YOUR ASSIGNMENT:
Once you find the line with "hey quick question — can you spot the concrete jersey", copy it and every line after it through the end of the entries below, exactly as written.

GIVEN RECORDS:

================

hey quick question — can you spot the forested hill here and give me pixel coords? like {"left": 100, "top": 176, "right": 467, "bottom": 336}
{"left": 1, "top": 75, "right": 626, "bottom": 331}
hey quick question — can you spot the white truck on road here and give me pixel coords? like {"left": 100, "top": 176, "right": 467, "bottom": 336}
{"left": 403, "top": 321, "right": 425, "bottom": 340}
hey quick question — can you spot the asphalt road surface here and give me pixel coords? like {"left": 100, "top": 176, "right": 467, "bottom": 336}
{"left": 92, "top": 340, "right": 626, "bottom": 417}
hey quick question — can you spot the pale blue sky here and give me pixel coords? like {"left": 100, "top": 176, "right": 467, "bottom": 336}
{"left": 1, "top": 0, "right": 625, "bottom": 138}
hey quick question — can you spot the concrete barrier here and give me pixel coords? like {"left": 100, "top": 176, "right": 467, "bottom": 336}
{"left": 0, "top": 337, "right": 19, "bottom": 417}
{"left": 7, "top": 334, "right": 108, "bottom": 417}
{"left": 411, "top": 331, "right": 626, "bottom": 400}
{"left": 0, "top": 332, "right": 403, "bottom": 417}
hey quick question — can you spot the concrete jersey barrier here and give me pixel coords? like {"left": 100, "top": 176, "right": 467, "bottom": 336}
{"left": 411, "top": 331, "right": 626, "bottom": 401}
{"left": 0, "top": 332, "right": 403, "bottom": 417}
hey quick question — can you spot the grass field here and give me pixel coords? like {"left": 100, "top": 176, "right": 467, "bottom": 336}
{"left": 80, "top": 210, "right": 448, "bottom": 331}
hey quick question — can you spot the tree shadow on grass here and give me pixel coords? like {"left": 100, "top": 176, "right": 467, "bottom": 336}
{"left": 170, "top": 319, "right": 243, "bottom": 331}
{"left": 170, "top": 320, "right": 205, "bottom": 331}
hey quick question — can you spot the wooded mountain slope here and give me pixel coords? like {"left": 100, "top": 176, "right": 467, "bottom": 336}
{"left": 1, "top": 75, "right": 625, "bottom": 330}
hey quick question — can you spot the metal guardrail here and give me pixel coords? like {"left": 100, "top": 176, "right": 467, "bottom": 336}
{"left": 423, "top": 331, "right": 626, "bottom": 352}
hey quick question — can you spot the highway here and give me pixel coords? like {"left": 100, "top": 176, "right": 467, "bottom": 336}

================

RESULT FOR THIS TASK:
hey quick question — can you spot the concrete jersey barrier here and give me pixel coords? like {"left": 100, "top": 176, "right": 467, "bottom": 336}
{"left": 411, "top": 331, "right": 626, "bottom": 401}
{"left": 0, "top": 332, "right": 403, "bottom": 417}
hey quick question — can you spot the grass field here and give me pixel coords? like {"left": 100, "top": 176, "right": 467, "bottom": 336}
{"left": 80, "top": 210, "right": 448, "bottom": 331}
hey quick question — can you spot the tree shadow on grass here and give me pixel coords? like {"left": 100, "top": 176, "right": 467, "bottom": 336}
{"left": 170, "top": 319, "right": 243, "bottom": 331}
{"left": 170, "top": 320, "right": 205, "bottom": 331}
hey quick question — can you spot the wooded mountain slope here and give me pixel coords? like {"left": 100, "top": 176, "right": 467, "bottom": 336}
{"left": 1, "top": 75, "right": 625, "bottom": 330}
hey quick question — can you spot the metal guardrail here and give me pixel coords? like {"left": 100, "top": 176, "right": 467, "bottom": 336}
{"left": 423, "top": 331, "right": 626, "bottom": 352}
hey quick question — can you spot the highway here and give me pixel coords? like {"left": 100, "top": 176, "right": 467, "bottom": 336}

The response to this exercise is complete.